Every entry should be repeated exactly. Omit the pictures.

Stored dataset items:
§

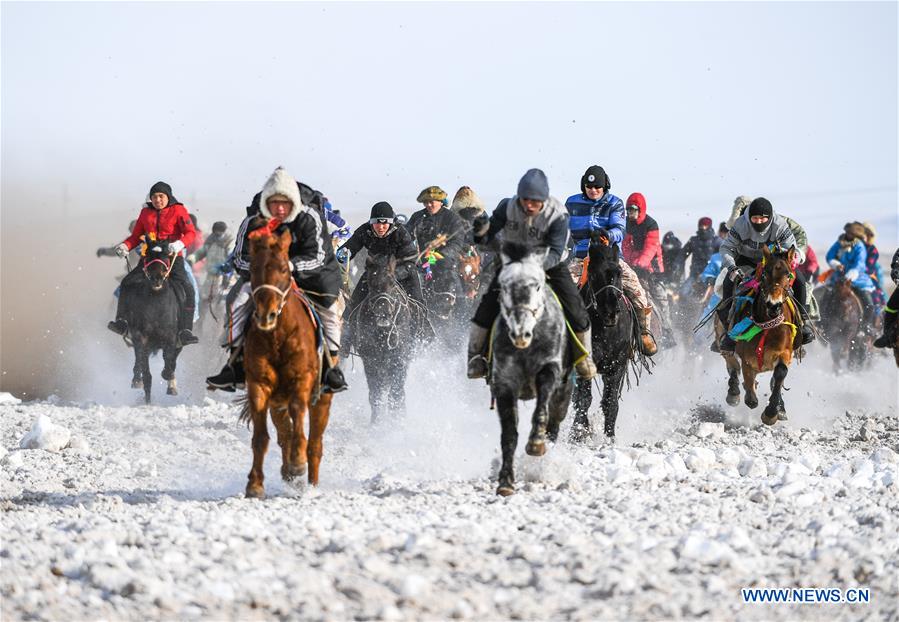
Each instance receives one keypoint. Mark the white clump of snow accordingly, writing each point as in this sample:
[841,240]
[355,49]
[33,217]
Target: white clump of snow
[45,434]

§

■ EXERCISE SOLUTION:
Each instance receives one keypoint. Mark the white clump of snow accordingly, writing each point as in this sample:
[841,240]
[355,49]
[33,217]
Target: white clump of snow
[45,434]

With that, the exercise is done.